Start of Article

Kohn v. Firsthealth Moore Reg’l Hosp., 229 N.C. App. 19, 21, 747 S.E.2d 395, 397 (2013) (quoting Stanback v. Stanback, 297 N.C. 181, 185, 254 S.E.2d 611, 615 (1979)).
It is well-settled that a plaintiff’s claim is properly dismissed under Rule 12(b)(6) when one of the following three conditions is satisfied: (1) the complaint on its face reveals that no law supports the claim; (2) the complaint on its face reveals the absence of facts sufficient to make a valid claim; or (3) the complaint discloses some fact that necessarily defeats the claim.
Grich v. Mantelco, LLC, 228 N.C. App. 587, 589, 746 S.E.2d 316, 318 (2013) (citation omitted). This Court reviews a trial court’s ruling on a motion for Rule 12(b)(6) de novo. Id. “Where a trial court has reached the correct result, the judgment will not be disturbed on appeal even where a different reason is assigned to the decision.” Eways v. Governor’s Island, 326 N.C. 552, 554, 391 S.E.2d 182, 183 (1990).

End of Article

* _Job A_: According to the Rule 12(b)(6) passage, what standard does this Court use to review a trial court's ruling on a Rule 12(b)(6) motion?
* _Job B_: Return the words of the Rule 12(b)(6) passage verbatim, from "Kohn v. Firsthealth" up to and including "611, 615 (1979)).".
Rely only on the Rule 12(b)(6) passage.

Start of Recorded information

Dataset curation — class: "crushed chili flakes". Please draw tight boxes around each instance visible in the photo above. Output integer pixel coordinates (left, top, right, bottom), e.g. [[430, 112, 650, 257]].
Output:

End of Recorded information

* _Task output A_: De novo.

* _Task output B_:
Kohn v. Firsthealth Moore Reg’l Hosp., 229 N.C. App. 19, 21, 747 S.E.2d 395, 397 (2013) (quoting Stanback v. Stanback, 297 N.C. 181, 185, 254 S.E.2d 611, 615 (1979)).